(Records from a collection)
☆ ☆ ☆

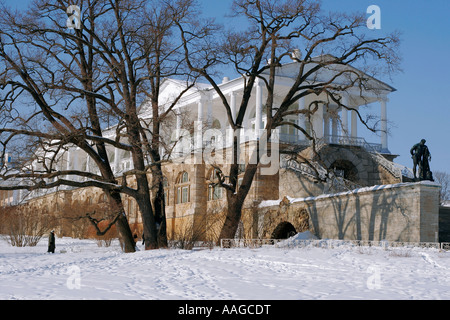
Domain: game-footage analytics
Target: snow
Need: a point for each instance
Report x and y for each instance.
(270, 203)
(81, 270)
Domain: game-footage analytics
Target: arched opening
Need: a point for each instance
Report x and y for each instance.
(283, 231)
(345, 169)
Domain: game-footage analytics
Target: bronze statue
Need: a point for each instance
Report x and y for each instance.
(421, 157)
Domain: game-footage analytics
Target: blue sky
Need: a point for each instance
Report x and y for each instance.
(421, 107)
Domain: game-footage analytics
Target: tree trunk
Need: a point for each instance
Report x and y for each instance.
(123, 227)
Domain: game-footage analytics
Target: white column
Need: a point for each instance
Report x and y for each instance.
(344, 116)
(233, 105)
(116, 160)
(199, 134)
(233, 115)
(354, 133)
(259, 97)
(334, 130)
(178, 146)
(384, 136)
(301, 118)
(87, 163)
(209, 112)
(75, 163)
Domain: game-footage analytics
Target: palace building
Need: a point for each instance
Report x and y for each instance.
(385, 205)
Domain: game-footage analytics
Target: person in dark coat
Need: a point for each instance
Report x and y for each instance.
(51, 242)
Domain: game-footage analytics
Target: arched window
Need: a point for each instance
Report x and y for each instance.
(215, 191)
(166, 191)
(183, 188)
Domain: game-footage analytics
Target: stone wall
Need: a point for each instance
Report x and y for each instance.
(399, 212)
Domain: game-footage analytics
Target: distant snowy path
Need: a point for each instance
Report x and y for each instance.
(86, 271)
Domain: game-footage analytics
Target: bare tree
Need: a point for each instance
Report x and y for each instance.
(331, 45)
(61, 88)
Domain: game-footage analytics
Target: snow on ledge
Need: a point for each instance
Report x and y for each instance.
(271, 203)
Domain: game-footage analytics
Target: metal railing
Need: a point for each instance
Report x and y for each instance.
(328, 244)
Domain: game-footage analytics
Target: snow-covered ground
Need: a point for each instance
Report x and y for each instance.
(81, 270)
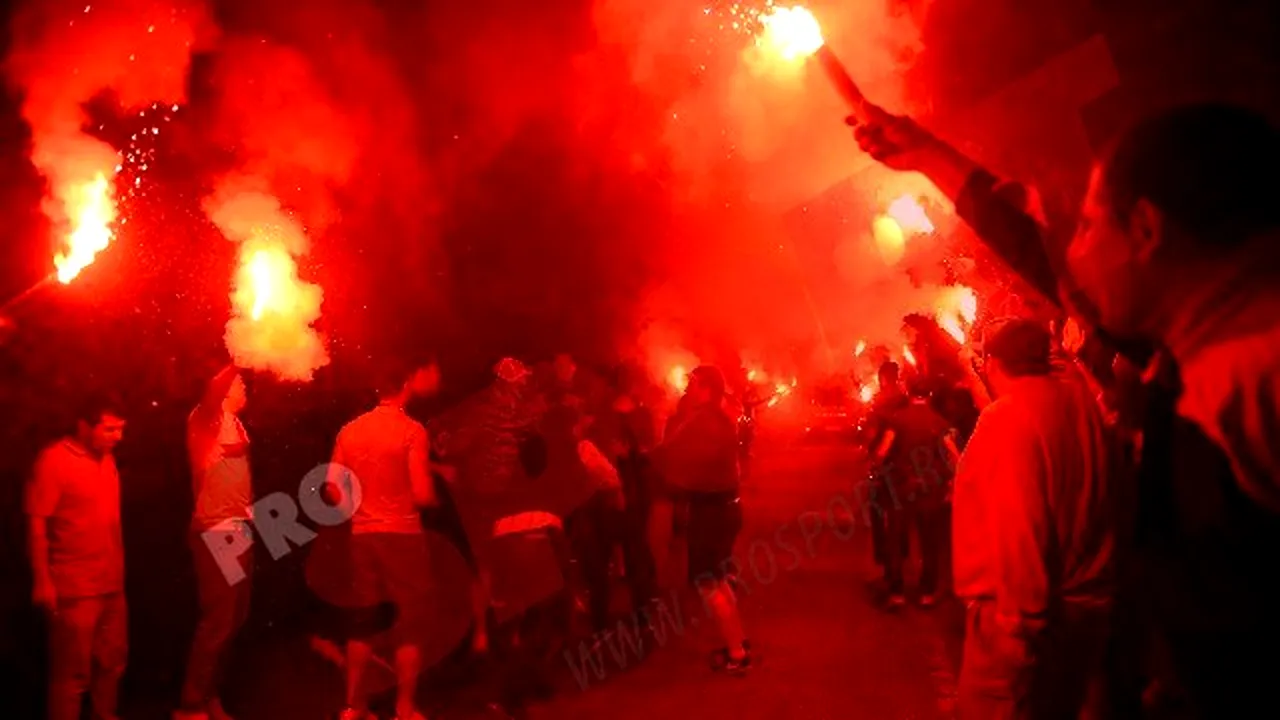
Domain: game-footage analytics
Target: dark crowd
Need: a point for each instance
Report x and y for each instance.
(1104, 488)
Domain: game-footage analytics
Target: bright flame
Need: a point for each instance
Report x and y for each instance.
(679, 378)
(273, 310)
(790, 33)
(90, 208)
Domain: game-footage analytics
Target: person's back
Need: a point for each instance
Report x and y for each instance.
(375, 447)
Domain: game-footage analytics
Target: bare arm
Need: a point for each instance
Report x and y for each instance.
(886, 442)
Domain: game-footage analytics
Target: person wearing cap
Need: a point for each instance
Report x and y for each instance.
(1034, 528)
(218, 447)
(699, 460)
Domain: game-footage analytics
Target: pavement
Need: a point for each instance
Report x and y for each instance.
(809, 601)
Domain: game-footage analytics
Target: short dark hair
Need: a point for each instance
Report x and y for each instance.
(888, 370)
(94, 408)
(1023, 347)
(1210, 167)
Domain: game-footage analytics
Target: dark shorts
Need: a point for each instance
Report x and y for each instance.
(714, 522)
(393, 568)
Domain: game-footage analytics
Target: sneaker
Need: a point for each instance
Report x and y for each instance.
(739, 666)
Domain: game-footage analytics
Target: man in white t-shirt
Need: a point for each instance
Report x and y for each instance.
(218, 449)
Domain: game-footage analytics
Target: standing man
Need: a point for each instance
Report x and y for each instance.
(220, 482)
(384, 454)
(77, 561)
(1175, 250)
(1034, 540)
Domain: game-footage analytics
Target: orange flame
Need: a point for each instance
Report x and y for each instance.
(790, 33)
(904, 218)
(90, 208)
(273, 310)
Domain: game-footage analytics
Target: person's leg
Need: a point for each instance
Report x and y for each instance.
(594, 551)
(359, 652)
(661, 522)
(713, 528)
(110, 652)
(71, 646)
(220, 606)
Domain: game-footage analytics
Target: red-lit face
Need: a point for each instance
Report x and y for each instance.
(1111, 263)
(104, 436)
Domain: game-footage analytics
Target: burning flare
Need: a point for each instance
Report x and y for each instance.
(90, 209)
(272, 308)
(790, 33)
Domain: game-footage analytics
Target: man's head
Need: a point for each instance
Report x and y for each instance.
(237, 396)
(705, 386)
(888, 374)
(100, 424)
(1176, 195)
(1018, 349)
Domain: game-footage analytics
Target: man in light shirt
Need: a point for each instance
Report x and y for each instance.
(1034, 527)
(218, 447)
(77, 560)
(387, 454)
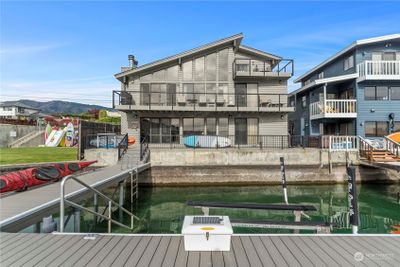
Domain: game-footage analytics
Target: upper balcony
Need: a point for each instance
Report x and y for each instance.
(378, 70)
(221, 102)
(333, 108)
(256, 68)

☆ ☆ ☆

Exercise:
Identify every line in the rows above that contains the string "person", and copy each such line.

Complete response:
Target: person in dark coat
Target: person's back
Target: person wearing cap
Target: person's leg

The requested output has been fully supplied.